**Document text**
======
Trump likes this stuff. He endorsed an Arizona candidate, Kari Lake, and then she said this afterward on Newsmax.

(BEGIN VIDEO CLIP)

KARI LAKE (R), ARIZONA GUBERNATORIAL CANDIDATE: Well, considering how much already at the time information we had about serious irregularities and problems with the election, I would not have certified it right then.

(END VIDEO CLIP)

MELBER: She would have opposed certifying what her own voters and constituents did.

These races matter because, as we have been reporting, the next attempt to undercut or outright steal the election might focus on local officials, people that you might not have heard of.

Trump, of course, tried to send out his lawyers to fight the results. But it was all after the fact for the most part. It was, according to many, an ineffectual clown show. But the clowns may be getting a little more focused, trying to install candidates who are open to overturning results and doing it ahead of time, not embarrassing press conferences after the fact.

Today, Arizona`s secretary of state testifying about pressure and harassment she says she`s facing from far right trolls.

(BEGIN VIDEO CLIP)

KATIE HOBBS (D), ARIZONA SECRETARY OF STATE: I never expected that holding this office would result in far right trolls threatening my children, threatening my husband`s employment at a children`s hospital or calling my office saying I deserve to die.

But what concerns me more is the near constant harassment faced by the public servants who administer our elections. I fear that many more will reach a breaking point and decide that this line of public service is no longer worth it.

(END VIDEO CLIP)

MELBER: Americans will have to stay on this issue if we want to keep our democracy.

Coming up, as promised, Obama, Springsteen and a revelation about how they became friends.

(COMMERCIAL BREAK)
======
**Your tasks**
**A.** In the transcript, which Arizona candidate did Trump endorse?
**B.** From the transcript, quote the passage that begins with the words containing "These races matter" and ends with "after the fact.".
The data that follows comes from a separate source.

(Records from a data collection)
======
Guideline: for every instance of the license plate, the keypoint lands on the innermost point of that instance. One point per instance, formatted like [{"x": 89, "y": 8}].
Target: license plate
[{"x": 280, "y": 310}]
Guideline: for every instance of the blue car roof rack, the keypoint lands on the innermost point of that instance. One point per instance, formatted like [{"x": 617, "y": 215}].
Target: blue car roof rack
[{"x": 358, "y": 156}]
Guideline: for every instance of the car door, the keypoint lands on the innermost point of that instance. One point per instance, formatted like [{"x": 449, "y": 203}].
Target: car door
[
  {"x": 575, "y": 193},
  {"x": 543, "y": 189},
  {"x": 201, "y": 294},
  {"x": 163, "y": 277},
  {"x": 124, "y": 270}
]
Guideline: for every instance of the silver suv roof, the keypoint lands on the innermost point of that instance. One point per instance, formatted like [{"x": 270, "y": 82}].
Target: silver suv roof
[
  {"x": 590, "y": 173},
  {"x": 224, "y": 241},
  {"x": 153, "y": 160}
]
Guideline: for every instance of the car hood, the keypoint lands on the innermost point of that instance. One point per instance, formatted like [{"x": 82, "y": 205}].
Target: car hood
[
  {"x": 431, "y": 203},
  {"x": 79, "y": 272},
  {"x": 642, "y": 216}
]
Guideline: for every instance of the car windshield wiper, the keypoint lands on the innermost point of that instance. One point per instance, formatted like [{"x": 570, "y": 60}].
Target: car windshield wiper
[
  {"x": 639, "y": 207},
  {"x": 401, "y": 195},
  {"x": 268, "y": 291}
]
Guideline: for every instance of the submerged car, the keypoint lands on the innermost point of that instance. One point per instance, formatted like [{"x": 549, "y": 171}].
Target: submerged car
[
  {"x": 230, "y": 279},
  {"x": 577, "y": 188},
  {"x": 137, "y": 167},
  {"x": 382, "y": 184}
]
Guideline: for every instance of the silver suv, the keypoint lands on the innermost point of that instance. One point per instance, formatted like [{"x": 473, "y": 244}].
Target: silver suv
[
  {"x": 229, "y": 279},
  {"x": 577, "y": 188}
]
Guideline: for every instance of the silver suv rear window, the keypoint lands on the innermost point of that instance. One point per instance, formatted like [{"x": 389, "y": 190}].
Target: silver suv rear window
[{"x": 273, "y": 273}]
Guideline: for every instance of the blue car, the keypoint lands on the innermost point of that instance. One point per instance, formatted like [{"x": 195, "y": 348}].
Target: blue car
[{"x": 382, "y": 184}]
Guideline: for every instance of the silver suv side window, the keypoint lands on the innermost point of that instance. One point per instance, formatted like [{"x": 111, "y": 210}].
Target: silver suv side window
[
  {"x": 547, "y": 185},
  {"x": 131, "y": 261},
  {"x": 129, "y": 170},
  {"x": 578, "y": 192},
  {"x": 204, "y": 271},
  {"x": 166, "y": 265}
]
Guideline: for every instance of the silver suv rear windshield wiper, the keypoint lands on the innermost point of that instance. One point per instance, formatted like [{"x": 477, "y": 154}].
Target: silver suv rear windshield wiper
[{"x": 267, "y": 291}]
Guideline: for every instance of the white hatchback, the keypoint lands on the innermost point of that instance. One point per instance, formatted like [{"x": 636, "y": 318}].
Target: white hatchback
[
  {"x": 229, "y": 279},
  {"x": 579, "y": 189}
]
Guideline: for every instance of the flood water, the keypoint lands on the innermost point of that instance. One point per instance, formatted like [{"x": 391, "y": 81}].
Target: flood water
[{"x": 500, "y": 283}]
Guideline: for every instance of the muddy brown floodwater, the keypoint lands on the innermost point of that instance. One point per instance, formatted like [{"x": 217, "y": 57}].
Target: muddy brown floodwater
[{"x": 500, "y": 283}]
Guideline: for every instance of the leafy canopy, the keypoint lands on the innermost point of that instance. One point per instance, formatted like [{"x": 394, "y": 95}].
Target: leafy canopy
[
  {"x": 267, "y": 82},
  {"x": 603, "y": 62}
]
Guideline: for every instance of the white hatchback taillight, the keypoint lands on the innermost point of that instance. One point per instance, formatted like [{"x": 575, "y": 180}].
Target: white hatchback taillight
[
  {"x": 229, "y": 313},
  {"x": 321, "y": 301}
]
======
**Numbered answers**
**A.** Kari Lake

**B.**
These races matter because, as we have been reporting, the next attempt to undercut or outright steal the election might focus on local officials, people that you might not have heard of.

Trump, of course, tried to send out his lawyers to fight the results. But it was all after the fact for the most part. It was, according to many, an ineffectual clown show. But the clowns may be getting a little more focused, trying to install candidates who are open to overturning results and doing it ahead of time, not embarrassing press conferences after the fact.